- Description of the task
Within the material, how many of the lines include the word "mirror"? State only that number.

- Input
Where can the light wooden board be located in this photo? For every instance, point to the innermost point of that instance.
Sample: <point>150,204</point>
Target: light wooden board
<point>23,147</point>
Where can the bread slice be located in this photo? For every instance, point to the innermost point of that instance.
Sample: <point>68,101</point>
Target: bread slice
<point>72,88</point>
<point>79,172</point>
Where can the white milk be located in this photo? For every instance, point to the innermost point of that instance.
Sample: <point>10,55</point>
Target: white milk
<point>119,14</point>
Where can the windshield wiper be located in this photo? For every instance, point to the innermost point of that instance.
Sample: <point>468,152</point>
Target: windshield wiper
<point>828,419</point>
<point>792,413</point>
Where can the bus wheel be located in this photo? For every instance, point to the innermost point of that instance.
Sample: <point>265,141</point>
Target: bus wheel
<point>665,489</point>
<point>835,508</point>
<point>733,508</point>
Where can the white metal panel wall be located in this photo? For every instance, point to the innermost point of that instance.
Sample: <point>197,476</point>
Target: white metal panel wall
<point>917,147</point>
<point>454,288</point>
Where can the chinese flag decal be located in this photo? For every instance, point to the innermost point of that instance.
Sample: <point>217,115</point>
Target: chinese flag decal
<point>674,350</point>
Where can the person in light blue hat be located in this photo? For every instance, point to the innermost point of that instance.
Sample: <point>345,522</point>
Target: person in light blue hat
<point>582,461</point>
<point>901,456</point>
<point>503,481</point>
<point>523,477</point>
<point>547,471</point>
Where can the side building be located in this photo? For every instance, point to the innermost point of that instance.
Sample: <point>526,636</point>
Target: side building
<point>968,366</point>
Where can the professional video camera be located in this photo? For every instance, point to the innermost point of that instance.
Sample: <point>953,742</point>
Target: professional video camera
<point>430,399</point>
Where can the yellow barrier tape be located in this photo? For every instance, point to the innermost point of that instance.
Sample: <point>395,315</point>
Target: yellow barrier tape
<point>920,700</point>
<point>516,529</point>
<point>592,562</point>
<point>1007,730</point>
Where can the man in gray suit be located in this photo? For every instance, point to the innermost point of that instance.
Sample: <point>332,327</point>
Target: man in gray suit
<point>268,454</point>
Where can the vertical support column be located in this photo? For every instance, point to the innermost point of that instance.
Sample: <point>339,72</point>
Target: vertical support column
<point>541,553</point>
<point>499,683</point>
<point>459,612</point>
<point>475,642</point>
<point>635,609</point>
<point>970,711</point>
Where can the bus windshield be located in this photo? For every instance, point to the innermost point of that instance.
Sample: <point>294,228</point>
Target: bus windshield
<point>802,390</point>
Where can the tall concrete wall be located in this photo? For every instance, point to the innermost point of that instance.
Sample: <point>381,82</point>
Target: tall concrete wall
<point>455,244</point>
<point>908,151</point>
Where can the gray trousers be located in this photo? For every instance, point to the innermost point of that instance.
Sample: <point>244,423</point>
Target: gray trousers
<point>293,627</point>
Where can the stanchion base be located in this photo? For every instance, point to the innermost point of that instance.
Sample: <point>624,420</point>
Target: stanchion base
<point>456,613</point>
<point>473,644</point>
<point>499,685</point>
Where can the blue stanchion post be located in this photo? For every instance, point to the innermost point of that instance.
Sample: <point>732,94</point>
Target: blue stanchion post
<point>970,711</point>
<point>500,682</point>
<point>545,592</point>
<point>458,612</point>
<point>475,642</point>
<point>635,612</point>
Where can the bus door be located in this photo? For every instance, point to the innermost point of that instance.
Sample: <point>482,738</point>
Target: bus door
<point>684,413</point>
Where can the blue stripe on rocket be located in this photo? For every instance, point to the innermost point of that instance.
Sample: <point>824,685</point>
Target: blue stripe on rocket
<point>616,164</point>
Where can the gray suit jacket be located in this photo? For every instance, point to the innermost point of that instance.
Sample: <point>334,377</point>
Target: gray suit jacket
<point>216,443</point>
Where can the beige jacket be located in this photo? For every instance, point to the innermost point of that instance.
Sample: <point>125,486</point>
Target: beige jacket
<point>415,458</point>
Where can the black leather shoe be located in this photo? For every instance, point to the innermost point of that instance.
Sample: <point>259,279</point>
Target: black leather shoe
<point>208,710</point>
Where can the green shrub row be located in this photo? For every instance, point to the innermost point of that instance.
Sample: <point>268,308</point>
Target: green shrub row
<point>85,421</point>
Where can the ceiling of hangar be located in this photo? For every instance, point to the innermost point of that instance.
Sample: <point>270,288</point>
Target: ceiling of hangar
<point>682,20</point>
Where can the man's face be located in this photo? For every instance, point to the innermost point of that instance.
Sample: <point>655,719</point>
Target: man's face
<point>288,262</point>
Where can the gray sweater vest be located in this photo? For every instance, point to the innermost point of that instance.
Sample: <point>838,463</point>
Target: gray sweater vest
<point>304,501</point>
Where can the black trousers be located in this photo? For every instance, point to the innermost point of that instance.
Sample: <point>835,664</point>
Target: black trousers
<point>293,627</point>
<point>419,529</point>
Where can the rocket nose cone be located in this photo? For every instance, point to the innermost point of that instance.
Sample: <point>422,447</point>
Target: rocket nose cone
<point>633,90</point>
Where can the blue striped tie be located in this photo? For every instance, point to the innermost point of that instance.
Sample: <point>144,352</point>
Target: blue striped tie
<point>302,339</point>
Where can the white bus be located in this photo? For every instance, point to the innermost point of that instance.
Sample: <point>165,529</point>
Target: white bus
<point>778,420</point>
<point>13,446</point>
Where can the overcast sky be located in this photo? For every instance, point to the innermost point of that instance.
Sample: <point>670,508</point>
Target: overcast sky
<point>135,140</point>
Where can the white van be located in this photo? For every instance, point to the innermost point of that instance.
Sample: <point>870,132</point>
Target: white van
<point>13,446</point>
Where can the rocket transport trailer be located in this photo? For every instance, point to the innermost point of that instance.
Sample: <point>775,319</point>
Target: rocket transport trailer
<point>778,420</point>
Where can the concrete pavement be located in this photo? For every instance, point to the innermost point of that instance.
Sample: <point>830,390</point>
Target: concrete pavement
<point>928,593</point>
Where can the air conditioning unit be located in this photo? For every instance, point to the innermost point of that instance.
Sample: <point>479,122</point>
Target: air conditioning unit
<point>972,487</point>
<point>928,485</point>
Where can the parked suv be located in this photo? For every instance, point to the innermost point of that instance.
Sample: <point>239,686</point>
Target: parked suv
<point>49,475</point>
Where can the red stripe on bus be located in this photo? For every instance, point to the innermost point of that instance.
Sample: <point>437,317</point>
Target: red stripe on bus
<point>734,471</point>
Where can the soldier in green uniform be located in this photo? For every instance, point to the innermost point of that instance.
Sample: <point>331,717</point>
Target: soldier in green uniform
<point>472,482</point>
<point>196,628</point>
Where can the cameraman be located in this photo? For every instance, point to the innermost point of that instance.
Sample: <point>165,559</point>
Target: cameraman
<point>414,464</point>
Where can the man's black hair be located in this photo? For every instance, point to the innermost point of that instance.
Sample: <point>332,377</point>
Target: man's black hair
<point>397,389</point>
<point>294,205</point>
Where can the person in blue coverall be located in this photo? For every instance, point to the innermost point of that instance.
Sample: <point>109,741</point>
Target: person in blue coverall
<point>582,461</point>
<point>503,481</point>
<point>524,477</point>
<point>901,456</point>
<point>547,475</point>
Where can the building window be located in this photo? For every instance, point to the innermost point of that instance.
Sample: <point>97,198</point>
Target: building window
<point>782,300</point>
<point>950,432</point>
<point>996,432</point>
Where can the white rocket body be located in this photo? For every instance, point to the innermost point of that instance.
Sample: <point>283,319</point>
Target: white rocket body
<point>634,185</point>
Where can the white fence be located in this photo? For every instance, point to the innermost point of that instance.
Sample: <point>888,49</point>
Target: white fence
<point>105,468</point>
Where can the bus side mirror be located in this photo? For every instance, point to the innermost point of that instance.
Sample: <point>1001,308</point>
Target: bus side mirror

- Solution to this task
2